■ Work to be completed:
Update the lines from the one holding "For each <instance>" through the one holding "100L499 120L536 140L701", both included, by writing them out again with each "rough mask" changed to "coarse mask" and nothing else altered.

(Dataset entries)
******

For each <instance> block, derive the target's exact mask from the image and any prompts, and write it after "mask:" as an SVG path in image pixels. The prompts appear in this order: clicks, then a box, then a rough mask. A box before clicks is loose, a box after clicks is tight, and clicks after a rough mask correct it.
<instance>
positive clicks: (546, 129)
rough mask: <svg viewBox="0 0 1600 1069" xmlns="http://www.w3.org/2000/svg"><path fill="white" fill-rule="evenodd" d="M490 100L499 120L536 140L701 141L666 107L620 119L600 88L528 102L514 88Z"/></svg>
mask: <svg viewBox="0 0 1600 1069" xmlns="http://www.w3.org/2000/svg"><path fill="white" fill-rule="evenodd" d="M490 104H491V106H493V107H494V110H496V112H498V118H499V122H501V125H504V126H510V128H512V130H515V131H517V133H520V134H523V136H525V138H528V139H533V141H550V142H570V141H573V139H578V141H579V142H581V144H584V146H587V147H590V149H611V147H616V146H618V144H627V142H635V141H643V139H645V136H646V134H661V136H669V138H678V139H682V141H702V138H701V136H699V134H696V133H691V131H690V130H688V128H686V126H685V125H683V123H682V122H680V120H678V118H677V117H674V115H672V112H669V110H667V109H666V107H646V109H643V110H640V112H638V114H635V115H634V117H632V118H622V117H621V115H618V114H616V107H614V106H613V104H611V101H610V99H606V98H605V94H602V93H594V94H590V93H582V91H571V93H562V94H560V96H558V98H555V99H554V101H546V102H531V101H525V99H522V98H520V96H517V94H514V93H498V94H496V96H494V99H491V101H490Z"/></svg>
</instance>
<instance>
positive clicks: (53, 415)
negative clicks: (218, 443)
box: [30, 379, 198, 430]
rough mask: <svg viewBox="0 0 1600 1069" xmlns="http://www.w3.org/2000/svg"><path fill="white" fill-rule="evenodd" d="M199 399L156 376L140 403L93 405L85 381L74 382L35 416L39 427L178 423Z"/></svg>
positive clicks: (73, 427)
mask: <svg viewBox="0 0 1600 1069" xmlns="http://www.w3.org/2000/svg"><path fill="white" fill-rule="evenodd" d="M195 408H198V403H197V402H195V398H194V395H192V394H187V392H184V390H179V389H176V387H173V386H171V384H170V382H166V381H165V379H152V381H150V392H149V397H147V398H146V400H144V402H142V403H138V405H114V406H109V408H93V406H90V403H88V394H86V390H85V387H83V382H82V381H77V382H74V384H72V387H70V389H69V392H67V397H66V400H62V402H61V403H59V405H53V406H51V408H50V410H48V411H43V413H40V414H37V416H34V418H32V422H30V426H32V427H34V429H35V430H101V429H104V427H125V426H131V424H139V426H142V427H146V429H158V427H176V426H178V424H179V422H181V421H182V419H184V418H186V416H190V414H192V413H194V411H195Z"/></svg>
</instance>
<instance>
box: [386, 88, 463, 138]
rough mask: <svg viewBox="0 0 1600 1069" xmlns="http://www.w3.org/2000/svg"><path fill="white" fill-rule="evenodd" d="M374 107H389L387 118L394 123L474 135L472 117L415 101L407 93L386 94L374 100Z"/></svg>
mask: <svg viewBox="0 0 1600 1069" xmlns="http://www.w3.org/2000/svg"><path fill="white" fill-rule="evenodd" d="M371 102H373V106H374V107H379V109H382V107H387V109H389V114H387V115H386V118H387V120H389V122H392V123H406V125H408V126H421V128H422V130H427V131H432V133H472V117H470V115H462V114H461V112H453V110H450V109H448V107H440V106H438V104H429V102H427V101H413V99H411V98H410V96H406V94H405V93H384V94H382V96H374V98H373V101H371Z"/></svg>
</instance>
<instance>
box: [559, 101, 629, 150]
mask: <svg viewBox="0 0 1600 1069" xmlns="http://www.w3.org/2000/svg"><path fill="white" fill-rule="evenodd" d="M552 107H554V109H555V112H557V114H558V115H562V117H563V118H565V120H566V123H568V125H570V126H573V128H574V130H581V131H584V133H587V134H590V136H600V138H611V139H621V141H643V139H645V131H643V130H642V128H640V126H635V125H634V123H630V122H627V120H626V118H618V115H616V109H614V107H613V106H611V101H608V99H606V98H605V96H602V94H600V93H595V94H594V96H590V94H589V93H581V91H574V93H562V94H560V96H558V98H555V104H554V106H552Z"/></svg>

******

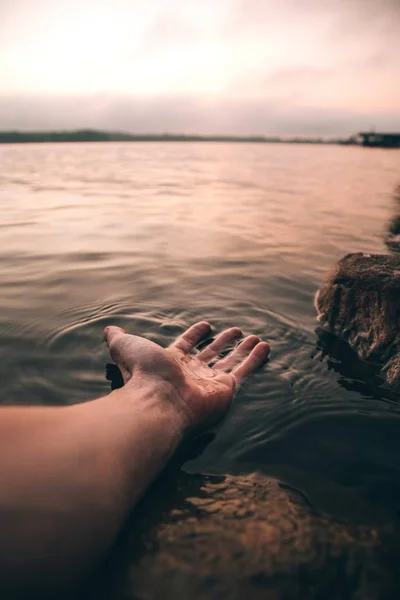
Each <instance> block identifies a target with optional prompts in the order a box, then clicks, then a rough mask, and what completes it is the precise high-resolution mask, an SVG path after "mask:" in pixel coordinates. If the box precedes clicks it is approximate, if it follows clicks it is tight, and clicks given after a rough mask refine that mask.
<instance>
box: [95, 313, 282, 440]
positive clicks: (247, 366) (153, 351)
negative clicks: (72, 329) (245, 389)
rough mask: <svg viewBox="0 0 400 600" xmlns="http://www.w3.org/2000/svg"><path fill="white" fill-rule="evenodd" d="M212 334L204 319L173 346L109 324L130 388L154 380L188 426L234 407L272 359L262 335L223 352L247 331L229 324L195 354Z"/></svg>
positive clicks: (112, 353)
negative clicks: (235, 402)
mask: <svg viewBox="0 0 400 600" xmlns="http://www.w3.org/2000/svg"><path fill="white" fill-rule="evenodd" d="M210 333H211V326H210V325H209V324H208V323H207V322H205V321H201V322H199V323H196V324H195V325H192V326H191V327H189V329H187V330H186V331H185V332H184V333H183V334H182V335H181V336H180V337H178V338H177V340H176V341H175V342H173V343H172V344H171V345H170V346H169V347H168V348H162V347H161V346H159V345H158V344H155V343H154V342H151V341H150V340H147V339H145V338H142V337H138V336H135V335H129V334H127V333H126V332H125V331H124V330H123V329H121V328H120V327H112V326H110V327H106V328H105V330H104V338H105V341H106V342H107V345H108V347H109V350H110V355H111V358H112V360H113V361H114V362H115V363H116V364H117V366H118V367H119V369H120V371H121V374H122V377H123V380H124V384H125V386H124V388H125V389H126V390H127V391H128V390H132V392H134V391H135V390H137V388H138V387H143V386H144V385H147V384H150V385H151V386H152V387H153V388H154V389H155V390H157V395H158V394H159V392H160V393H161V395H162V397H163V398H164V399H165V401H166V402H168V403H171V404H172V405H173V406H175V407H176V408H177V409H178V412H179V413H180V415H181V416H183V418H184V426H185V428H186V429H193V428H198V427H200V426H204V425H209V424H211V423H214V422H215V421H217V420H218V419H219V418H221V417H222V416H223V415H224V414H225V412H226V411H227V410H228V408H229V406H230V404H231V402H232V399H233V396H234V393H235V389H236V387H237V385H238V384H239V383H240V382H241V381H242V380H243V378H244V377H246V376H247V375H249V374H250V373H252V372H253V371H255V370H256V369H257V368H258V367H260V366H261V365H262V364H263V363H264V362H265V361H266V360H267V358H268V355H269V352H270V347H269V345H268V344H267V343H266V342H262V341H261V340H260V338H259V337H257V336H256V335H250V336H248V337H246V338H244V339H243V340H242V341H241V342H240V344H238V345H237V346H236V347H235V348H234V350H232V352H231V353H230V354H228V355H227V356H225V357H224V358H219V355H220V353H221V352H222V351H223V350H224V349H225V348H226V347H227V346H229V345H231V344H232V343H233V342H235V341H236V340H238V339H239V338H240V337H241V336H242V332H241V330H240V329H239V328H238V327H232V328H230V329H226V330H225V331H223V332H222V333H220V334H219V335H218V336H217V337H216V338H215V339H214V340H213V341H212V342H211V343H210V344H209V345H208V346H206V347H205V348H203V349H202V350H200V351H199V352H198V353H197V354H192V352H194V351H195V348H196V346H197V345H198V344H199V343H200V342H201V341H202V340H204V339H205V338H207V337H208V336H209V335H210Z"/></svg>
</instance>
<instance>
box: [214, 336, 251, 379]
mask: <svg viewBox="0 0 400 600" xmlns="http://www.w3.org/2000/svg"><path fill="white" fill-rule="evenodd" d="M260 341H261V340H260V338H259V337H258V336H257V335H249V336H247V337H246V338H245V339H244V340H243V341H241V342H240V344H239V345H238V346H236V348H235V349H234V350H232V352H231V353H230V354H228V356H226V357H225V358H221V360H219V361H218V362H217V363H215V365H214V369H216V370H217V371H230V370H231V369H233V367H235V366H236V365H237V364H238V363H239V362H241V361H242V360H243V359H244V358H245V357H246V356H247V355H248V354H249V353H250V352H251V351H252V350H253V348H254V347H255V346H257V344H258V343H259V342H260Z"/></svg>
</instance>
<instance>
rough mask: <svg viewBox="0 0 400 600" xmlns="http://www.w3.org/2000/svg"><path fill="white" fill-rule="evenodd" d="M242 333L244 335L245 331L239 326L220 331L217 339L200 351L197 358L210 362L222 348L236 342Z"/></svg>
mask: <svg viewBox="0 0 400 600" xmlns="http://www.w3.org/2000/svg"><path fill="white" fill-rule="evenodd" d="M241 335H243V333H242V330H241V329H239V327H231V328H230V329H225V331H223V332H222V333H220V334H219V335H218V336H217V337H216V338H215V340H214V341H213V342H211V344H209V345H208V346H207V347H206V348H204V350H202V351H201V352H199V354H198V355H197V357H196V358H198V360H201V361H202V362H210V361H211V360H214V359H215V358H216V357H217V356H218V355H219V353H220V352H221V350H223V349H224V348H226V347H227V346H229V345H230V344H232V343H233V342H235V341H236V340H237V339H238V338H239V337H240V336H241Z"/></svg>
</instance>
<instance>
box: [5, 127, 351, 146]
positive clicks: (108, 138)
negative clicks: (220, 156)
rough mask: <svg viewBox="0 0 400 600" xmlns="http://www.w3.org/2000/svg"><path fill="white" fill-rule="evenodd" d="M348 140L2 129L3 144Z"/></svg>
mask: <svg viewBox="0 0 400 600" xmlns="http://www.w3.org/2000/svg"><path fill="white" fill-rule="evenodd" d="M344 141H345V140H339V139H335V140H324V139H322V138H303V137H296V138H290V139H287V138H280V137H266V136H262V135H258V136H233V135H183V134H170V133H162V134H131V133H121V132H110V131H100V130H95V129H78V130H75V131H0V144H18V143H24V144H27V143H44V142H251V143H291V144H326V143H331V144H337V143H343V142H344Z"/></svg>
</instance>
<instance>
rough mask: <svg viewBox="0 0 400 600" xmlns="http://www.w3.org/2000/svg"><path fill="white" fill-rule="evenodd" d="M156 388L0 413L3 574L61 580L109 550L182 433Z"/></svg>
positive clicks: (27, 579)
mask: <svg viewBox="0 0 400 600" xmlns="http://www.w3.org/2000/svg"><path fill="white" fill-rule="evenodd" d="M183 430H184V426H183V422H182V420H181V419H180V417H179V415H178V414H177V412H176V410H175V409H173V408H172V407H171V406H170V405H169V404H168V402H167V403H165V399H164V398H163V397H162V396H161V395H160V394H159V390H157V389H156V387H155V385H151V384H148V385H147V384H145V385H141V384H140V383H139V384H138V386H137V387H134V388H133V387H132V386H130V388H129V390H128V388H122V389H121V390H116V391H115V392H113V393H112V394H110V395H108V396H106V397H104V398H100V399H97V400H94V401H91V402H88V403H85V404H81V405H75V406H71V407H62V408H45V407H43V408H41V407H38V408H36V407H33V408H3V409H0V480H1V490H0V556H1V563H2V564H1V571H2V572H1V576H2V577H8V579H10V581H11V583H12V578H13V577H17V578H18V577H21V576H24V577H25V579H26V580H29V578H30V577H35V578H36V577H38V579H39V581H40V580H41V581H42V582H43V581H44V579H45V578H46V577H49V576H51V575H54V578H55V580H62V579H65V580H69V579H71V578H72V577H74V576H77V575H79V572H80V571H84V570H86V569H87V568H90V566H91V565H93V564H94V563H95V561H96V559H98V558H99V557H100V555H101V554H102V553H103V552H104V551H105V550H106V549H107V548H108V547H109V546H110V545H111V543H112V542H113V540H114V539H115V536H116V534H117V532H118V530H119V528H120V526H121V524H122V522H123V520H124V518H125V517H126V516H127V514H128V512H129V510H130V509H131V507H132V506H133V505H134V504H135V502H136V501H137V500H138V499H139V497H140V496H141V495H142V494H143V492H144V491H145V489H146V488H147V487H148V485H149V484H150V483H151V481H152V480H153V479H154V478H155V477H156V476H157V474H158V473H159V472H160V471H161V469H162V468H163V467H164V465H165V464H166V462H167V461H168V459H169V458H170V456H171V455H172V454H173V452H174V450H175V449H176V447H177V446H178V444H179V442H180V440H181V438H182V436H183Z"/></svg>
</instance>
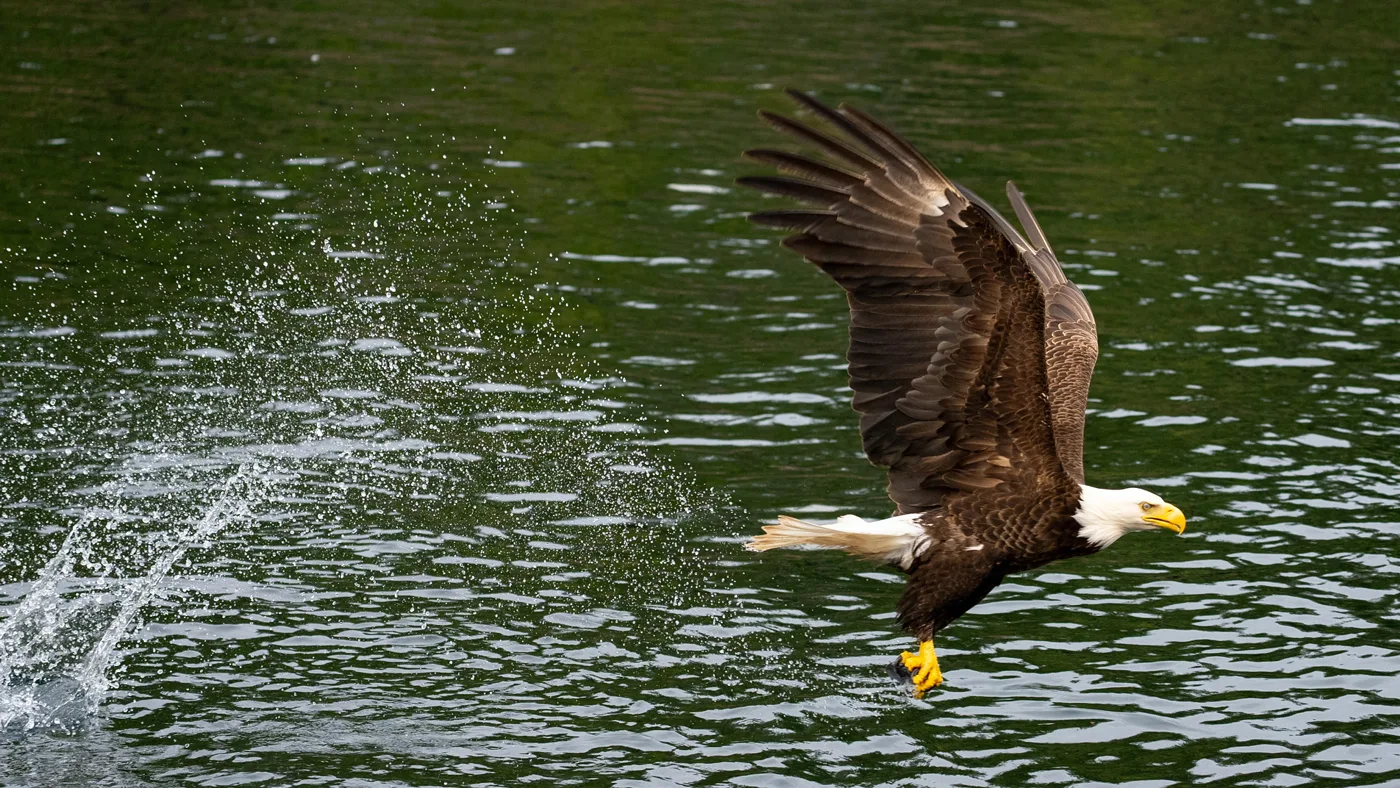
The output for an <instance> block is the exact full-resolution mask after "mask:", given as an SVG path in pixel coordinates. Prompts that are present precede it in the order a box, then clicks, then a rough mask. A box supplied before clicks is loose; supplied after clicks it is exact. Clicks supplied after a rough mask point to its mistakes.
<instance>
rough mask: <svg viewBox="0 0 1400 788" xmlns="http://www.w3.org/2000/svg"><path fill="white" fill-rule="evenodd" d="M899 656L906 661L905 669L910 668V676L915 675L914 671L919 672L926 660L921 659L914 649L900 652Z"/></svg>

******

■ Solution to this task:
For each <instance> block, derive the target's exact mask from the image and any prompts, and write it after "mask:" as an SVG path in image pixels. The prompts appear in this order: clicks, then a box, then a coarse mask. A box before clicks is loose, a box after clicks is tight, and clicks after a coarse mask correct it.
<instance>
positive clicks: (546, 129)
coarse mask: <svg viewBox="0 0 1600 1069" xmlns="http://www.w3.org/2000/svg"><path fill="white" fill-rule="evenodd" d="M490 100L499 120L536 140L701 141L666 107L620 119L600 88L528 102L514 88Z"/></svg>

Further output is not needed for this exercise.